REQUIRED WORK:
Send back the entries below exactly as they appear.

"""

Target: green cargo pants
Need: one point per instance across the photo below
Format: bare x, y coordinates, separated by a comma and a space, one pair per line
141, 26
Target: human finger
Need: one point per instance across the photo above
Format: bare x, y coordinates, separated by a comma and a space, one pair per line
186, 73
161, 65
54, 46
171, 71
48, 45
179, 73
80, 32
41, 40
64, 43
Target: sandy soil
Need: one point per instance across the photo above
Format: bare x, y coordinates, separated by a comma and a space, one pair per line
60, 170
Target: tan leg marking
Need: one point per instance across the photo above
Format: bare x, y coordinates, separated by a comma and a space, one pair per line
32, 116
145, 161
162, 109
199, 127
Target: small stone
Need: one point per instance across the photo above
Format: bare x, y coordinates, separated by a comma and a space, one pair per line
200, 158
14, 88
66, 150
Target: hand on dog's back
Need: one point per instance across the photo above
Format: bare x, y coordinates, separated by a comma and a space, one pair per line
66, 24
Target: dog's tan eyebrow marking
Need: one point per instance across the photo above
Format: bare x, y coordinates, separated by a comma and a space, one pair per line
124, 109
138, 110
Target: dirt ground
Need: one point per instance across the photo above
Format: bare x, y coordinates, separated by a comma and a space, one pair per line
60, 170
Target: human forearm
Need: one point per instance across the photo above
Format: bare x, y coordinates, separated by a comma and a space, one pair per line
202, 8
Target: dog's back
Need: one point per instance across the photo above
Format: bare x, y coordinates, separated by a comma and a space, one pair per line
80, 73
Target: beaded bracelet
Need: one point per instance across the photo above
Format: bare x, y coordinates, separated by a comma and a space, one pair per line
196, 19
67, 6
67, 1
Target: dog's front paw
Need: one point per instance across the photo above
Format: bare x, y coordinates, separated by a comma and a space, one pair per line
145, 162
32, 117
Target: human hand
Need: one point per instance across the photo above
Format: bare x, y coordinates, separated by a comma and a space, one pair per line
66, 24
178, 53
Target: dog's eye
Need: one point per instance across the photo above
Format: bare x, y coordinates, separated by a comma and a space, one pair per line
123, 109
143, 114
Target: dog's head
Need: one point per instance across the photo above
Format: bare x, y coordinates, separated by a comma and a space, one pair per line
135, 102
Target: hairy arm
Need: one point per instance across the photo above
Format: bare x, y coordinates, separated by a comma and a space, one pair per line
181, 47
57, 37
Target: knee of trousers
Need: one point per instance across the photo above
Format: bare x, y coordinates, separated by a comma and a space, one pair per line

"""

REPLY:
Target: green cargo pants
Need: one point per instance across the photo below
Format: bare x, y coordinates, separated by a comma and a space, one pair per line
141, 26
Target: human finger
Need: one point per instance across the photo above
Format: bare x, y coordinates, separated by a comma and a space, one pair per line
186, 73
161, 65
54, 46
171, 71
48, 45
179, 73
80, 32
41, 40
64, 43
Target: sandy soil
Need: one point per instance across the photo above
Format: bare x, y coordinates, separated by a comma and a space, one pair per line
60, 170
Target: tan leg marking
Need: one point per instance across the photo above
Format: bare x, y coordinates, separated by a comma and a space, one pair per line
32, 116
145, 161
162, 109
199, 127
Target: small stone
Need: one point per instance across the photo above
Format: bare x, y coordinates, separated by a comma and a space, one pair per line
200, 158
14, 88
66, 150
Target: hand on dog's back
Need: one point per instance across the photo above
Format: bare x, y coordinates, separated by a comma and a space, one pair per line
66, 24
Target: dog's tan eyebrow marking
Need: one point per instance across the photo above
Format: bare x, y coordinates, separated by a comma and a space, one pair per line
124, 109
138, 110
Target: dirt ground
Need: one point per instance across the photo above
Format: bare x, y coordinates, separated by a comma and a space, one pair per line
60, 170
Target: human forearm
Need: one point per instance across the photo above
Format: bare x, y coordinates, separated by a comma and a space, one pair per line
202, 8
Target: dog's back
Need: one point per instance across the photo above
Format: bare x, y coordinates, separated by a comma and a space, one pair per line
80, 73
Target: beaded bracelet
Need: one point per instance across the photo above
Format: bare x, y coordinates, separated by a comma and a space, one pair per line
196, 19
67, 6
67, 1
Target: dog's front paw
Need: one point per instance across the photo above
Format: bare x, y coordinates, separated by a comma and a space, one pair per line
145, 162
32, 117
Target: human hand
Need: one point per instance across the photo above
Format: bare x, y coordinates, separated by a comma and a space, one pair per line
66, 24
178, 53
Target: dog's eye
Need: one point per instance across the photo above
Format: bare x, y coordinates, separated by a comma and a space, one pair per line
123, 109
143, 114
Target: dog's head
Need: one point per instance across the photo above
Format: bare x, y coordinates, separated by a comma and a space, one pair per line
135, 102
Target: hairy arm
Need: one point per instance across the photo above
Format: bare x, y coordinates, separated by a comma and a space, one pair per line
181, 47
57, 37
Target: knee of trousers
Need: one point per instance across the photo above
Format: bare x, y coordinates, separated by a comma and a space, one pair per line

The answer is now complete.